### BRIEF
Keeping every line intact, repeat the data word for word.

(Records from a data collection)
++++++++++

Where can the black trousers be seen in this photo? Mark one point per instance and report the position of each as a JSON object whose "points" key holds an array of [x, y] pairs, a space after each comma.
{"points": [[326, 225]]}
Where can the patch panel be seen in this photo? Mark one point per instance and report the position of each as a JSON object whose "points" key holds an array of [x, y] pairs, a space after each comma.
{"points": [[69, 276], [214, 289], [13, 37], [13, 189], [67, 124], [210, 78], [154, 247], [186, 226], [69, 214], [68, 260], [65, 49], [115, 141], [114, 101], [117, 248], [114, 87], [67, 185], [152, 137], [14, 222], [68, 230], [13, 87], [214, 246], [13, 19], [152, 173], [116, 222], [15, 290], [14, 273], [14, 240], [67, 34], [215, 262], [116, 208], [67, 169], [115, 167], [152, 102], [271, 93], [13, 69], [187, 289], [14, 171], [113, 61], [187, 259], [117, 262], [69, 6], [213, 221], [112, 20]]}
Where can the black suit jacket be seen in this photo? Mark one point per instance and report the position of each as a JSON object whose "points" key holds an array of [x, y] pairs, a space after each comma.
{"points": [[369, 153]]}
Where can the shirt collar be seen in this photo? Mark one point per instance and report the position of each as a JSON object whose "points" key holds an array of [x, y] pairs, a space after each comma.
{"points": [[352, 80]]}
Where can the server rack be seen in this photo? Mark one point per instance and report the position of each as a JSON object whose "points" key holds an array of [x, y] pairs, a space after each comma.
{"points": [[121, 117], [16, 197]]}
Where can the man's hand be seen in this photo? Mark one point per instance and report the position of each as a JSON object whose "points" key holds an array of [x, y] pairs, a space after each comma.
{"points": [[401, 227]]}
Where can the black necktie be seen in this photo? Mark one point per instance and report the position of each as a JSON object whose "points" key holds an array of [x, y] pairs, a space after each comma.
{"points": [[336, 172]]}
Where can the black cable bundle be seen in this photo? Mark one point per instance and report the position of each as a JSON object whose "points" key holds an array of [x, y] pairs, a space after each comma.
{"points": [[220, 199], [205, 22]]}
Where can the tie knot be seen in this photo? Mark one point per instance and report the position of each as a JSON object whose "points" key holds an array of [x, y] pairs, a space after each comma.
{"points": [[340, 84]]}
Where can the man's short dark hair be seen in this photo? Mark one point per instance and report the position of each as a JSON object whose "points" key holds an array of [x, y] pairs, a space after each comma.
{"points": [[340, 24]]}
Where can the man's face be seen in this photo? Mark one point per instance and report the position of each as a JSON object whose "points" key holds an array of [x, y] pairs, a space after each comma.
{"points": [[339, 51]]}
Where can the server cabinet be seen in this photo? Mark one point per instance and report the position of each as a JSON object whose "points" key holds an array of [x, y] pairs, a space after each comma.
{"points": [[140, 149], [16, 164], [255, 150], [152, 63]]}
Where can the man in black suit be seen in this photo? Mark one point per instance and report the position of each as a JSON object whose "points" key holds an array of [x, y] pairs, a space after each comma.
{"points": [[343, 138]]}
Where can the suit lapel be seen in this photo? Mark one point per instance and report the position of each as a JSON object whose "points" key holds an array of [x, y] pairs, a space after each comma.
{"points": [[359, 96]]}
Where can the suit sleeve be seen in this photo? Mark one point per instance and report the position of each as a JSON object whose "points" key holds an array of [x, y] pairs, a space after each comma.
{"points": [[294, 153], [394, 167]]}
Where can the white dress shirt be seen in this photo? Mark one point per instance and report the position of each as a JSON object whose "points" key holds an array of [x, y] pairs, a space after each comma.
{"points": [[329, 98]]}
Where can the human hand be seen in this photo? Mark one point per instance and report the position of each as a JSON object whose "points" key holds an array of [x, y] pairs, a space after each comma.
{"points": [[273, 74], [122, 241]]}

++++++++++

### ANSWER AREA
Where can the black trousers be seen in this photo? Mark one point per instance and report the position of each as a JSON object whose "points" key holds an array of [x, y] pairs, a space after each comma.
{"points": [[326, 225]]}
Where can the patch panel be seen in this photo? Mark one point per instance and report the position of each as a JSON object whose "points" key holds an array of [x, y] pairs, a space after each comma.
{"points": [[69, 276], [214, 289], [13, 37], [13, 189], [67, 124], [210, 78], [154, 247], [186, 226], [69, 214], [68, 260], [65, 49], [115, 141], [114, 101], [117, 248], [114, 87], [67, 185], [152, 137], [14, 222], [68, 230], [13, 87], [214, 246], [13, 19], [152, 173], [116, 222], [15, 290], [14, 273], [14, 240], [67, 34], [215, 262], [116, 208], [67, 169], [115, 167], [152, 102], [271, 93], [13, 69], [187, 289], [14, 171], [113, 61], [187, 259], [117, 262], [69, 6], [213, 221], [112, 20]]}
Where can the black suit jacket be seen in this photo? Mark one point per instance and report the position of each as a JSON object whose "points" key holds an array of [x, y] pairs, a space after each comma.
{"points": [[369, 153]]}
Where can the shirt collar be seen in this photo? Mark one point per instance and report the position of each as a JSON object whose "points" key holds an array of [x, y] pairs, a space after each comma.
{"points": [[352, 80]]}
Where can the server rack be seen in this photo? Mark one point per instance and report the position of each as a JSON object whose "points" key holds an array of [x, y] pairs, a space after each comma.
{"points": [[121, 117], [16, 197]]}
Where can the man's hand be seen in this photo? Mark one point per instance and report the position of each as a JSON object whose "points" key holds an array of [x, y] pairs, a space after each comma.
{"points": [[401, 227]]}
Where can the black necktie be seen in this photo? Mark one point per instance and report the position of each as a JSON object whose "points" key holds an array of [x, y] pairs, a space after each comma.
{"points": [[336, 172]]}
Where can the black cable bundle be seen in this photo? Mark one point per instance and report the position of each as a JSON object whose "points" key holds an array of [x, y] pairs, a space after each comma.
{"points": [[220, 199], [205, 22]]}
Where can the tie knot be seen in this photo? Mark one point per instance and report the position of each as a JSON object whose "points" key holds an array of [x, y] pairs, a space after each comma.
{"points": [[340, 84]]}
Where can the man's short dark hair be seen in this photo? Mark one point per instance and report the position of each as a JSON object whose "points" key holds an array of [x, y] pairs, a space after each comma.
{"points": [[340, 24]]}
Where can the man's face be seen in this photo? Mark one point per instance and report the position of each as a JSON object whose "points" key holds an array of [x, y] pairs, a space after each comma.
{"points": [[339, 51]]}
Where can the server cabinet be seen in this photo? Mark one point per instance and report the position of each as a JSON object whose "points" key holds an array of [x, y] pairs, a space after each comma.
{"points": [[140, 149], [16, 164], [255, 150], [152, 63]]}
Where can the man in black suit be seen in this photo? Mark one point per instance and report the position of each as a JSON object whose "points" key holds an array of [x, y] pairs, a space after each comma.
{"points": [[343, 138]]}
Where can the suit lapel be seen in this photo? Mark one point per instance and report the position of each as a JSON object whose "points" key holds an array of [x, y] pairs, a space after each comma.
{"points": [[359, 96]]}
Where can the suit sleeve be seen in this photo? Mark one point per instance and report the position of each as a JSON object whose "points" key holds an array of [x, y] pairs, a space after each comma.
{"points": [[294, 153], [394, 167]]}
Where can the white dress shirt be seen in this photo? Mark one point per instance and report the position of each as a JSON object whose "points" key holds an array of [x, y] pairs, a space after each comma.
{"points": [[329, 98]]}
Where can the human hand be seen in this photo? Mark one point per instance and report the position of each as a JSON object whose "points" key holds an array of [x, y] pairs, a space after each comma.
{"points": [[273, 74], [122, 241]]}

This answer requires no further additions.